### Material to process

%%

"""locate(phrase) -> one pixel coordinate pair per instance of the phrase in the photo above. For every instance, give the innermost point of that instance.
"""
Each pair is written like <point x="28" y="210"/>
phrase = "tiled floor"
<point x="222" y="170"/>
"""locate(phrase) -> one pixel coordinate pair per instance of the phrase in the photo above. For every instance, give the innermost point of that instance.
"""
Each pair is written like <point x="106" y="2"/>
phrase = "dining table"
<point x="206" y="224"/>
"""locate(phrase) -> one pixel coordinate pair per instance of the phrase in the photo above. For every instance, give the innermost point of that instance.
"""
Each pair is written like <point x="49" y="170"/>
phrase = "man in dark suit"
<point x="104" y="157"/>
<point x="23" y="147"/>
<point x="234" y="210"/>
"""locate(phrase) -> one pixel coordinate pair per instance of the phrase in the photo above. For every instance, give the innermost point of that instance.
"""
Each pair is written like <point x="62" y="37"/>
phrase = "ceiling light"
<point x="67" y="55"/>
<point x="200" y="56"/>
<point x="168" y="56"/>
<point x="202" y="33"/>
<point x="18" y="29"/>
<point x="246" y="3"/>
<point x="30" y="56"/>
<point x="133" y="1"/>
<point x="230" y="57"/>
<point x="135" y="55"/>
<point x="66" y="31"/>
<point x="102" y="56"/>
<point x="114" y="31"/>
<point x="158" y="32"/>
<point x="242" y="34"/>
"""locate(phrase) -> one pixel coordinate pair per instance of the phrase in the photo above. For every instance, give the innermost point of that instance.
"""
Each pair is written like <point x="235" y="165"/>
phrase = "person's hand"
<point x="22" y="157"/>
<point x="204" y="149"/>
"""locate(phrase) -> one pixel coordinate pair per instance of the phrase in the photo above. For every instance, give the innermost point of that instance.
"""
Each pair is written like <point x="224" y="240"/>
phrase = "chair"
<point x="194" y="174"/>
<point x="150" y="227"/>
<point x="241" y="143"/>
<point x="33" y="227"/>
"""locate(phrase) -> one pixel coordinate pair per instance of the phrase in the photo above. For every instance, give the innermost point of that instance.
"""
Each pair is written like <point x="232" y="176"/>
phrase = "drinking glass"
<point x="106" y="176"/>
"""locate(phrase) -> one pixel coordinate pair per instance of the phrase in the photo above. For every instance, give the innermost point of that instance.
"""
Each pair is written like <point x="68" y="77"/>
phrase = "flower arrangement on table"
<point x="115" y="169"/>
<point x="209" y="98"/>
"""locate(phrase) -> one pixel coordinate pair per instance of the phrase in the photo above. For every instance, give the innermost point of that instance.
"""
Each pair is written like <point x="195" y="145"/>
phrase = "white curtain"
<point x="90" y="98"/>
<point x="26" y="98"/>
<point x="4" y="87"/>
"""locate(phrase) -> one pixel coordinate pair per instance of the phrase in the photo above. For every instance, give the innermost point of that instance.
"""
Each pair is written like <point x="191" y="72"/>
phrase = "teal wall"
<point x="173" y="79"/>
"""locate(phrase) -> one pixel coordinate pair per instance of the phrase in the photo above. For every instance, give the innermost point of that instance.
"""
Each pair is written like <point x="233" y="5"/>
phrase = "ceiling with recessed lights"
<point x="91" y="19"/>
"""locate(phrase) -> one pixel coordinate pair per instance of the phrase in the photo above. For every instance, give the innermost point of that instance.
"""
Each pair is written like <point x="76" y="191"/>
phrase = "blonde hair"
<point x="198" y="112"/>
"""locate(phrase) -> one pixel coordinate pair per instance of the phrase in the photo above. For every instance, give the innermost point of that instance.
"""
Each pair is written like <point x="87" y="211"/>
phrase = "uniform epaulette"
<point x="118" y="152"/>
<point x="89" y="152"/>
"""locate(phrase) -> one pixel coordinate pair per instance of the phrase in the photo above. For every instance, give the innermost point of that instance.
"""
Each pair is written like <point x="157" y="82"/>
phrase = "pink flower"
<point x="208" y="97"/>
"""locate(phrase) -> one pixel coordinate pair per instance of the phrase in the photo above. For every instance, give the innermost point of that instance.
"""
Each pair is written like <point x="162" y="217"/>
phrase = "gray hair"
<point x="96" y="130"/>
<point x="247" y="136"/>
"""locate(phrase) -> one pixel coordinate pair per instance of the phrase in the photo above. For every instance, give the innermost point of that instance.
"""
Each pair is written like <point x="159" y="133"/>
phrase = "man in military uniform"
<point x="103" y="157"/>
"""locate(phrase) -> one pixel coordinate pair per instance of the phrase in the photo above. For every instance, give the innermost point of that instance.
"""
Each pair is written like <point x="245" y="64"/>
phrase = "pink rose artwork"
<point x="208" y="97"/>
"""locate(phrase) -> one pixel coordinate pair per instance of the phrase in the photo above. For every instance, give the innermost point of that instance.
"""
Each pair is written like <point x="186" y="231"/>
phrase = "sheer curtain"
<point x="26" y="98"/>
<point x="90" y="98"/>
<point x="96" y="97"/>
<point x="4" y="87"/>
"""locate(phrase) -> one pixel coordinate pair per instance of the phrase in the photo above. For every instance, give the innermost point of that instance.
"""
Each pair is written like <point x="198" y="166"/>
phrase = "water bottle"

%%

### Task to carry out
From the first line to the last, return the data exactly as written.

### Answer for the task
"""locate(phrase) -> one pixel coordinate pair per instance of the phrase in the photo above. For every instance, give the innermost point of that instance.
"""
Each pair is written like <point x="28" y="210"/>
phrase = "tiled floor"
<point x="222" y="170"/>
"""locate(phrase) -> one pixel coordinate pair per instance of the phrase in the photo above. For every instance, give the innermost point of that instance.
"""
Each pair is written like <point x="106" y="2"/>
phrase = "dining table"
<point x="206" y="224"/>
"""locate(phrase) -> one pixel coordinate pair per instance of the phrase in the photo above. For every instance, give the innermost point of that instance.
"""
Each pair is written like <point x="49" y="170"/>
phrase = "man in dark suit"
<point x="104" y="157"/>
<point x="23" y="147"/>
<point x="234" y="210"/>
"""locate(phrase) -> one pixel coordinate pair per instance of the phrase in the photo above. For every instance, give the innermost point of that instance.
"""
Each pair is written like <point x="62" y="37"/>
phrase = "ceiling light"
<point x="67" y="55"/>
<point x="200" y="56"/>
<point x="168" y="56"/>
<point x="202" y="33"/>
<point x="18" y="29"/>
<point x="246" y="3"/>
<point x="30" y="56"/>
<point x="133" y="1"/>
<point x="230" y="57"/>
<point x="135" y="55"/>
<point x="66" y="31"/>
<point x="102" y="56"/>
<point x="114" y="31"/>
<point x="158" y="32"/>
<point x="242" y="34"/>
"""locate(phrase) -> one pixel coordinate pair per instance of the phrase in the photo above. For every instance, give the innermost point of that instance.
"""
Each pair is written like <point x="235" y="165"/>
phrase = "person's hand"
<point x="22" y="157"/>
<point x="204" y="149"/>
"""locate(phrase) -> one pixel coordinate pair per instance of the phrase in the photo above. For every instance, give the innermost point of that instance.
"""
Each pair is written like <point x="224" y="240"/>
phrase = "chair"
<point x="194" y="174"/>
<point x="150" y="227"/>
<point x="241" y="143"/>
<point x="33" y="227"/>
"""locate(phrase) -> one pixel coordinate pair per instance of the phrase in the photo above. For every instance, give the innermost point of that instance.
"""
Each pair is written like <point x="232" y="176"/>
phrase = "drinking glass"
<point x="106" y="176"/>
"""locate(phrase) -> one pixel coordinate pair per instance of the phrase in the photo above. For every instance, give the innermost point of that instance.
"""
Each pair is written like <point x="68" y="77"/>
phrase = "flower arrangement on table"
<point x="115" y="169"/>
<point x="209" y="98"/>
"""locate(phrase) -> one pixel coordinate pair per instance of the phrase in the photo above. For every instance, give the innermost point of that instance.
"""
Each pair is written like <point x="195" y="145"/>
phrase = "white curtain"
<point x="90" y="98"/>
<point x="26" y="98"/>
<point x="4" y="87"/>
"""locate(phrase) -> one pixel coordinate pair per instance of the phrase in the photo above. For every instance, give the innermost point of that instance.
"""
Each pair is written like <point x="191" y="72"/>
phrase = "teal wall"
<point x="173" y="79"/>
"""locate(phrase) -> one pixel coordinate pair per instance of the phrase in the photo above. For every instance, give the innermost point of that instance.
"""
Each pair is written like <point x="233" y="5"/>
phrase = "ceiling with recessed lights"
<point x="91" y="19"/>
"""locate(phrase) -> one pixel coordinate pair per instance of the phrase in the photo above. For every instance, give the innermost point of that instance.
"""
Each pair is written like <point x="76" y="191"/>
phrase = "blonde hair"
<point x="198" y="112"/>
"""locate(phrase) -> one pixel coordinate pair per instance of the phrase in the photo above. For every instance, give the innermost point of that instance.
"""
Each pair is written like <point x="87" y="211"/>
phrase = "uniform epaulette"
<point x="118" y="152"/>
<point x="89" y="152"/>
"""locate(phrase) -> one pixel coordinate pair per instance of the phrase in the photo above. For every instance, give the innermost point of that instance.
"""
Each pair is written like <point x="157" y="82"/>
phrase = "pink flower"
<point x="208" y="97"/>
"""locate(phrase) -> one pixel coordinate pair per instance of the phrase in the photo above. For every instance, give the innermost point of that instance.
"""
Each pair is written like <point x="162" y="217"/>
phrase = "gray hair"
<point x="96" y="130"/>
<point x="247" y="136"/>
"""locate(phrase) -> one pixel coordinate pair per instance of the phrase in the photo above. For every instance, give the innermost point of that instance.
"""
Each pair is written like <point x="159" y="133"/>
phrase = "man in military uniform"
<point x="103" y="157"/>
"""locate(phrase) -> one pixel coordinate pair per instance of the phrase in the photo above. For every instance, give the innermost point of that instance.
"""
Each pair is written like <point x="245" y="64"/>
phrase = "pink rose artwork"
<point x="208" y="97"/>
"""locate(phrase) -> one pixel coordinate pair per instance of the phrase in the photo above. For every instance, give the innermost point of that instance.
"""
Each pair is written like <point x="186" y="231"/>
phrase = "sheer curtain"
<point x="26" y="98"/>
<point x="90" y="98"/>
<point x="96" y="97"/>
<point x="4" y="87"/>
"""locate(phrase) -> one pixel coordinate pair per instance of the phrase in the photo above. For every instance, give the innermost point of that instance.
"""
Each pair is written like <point x="198" y="166"/>
phrase = "water bottle"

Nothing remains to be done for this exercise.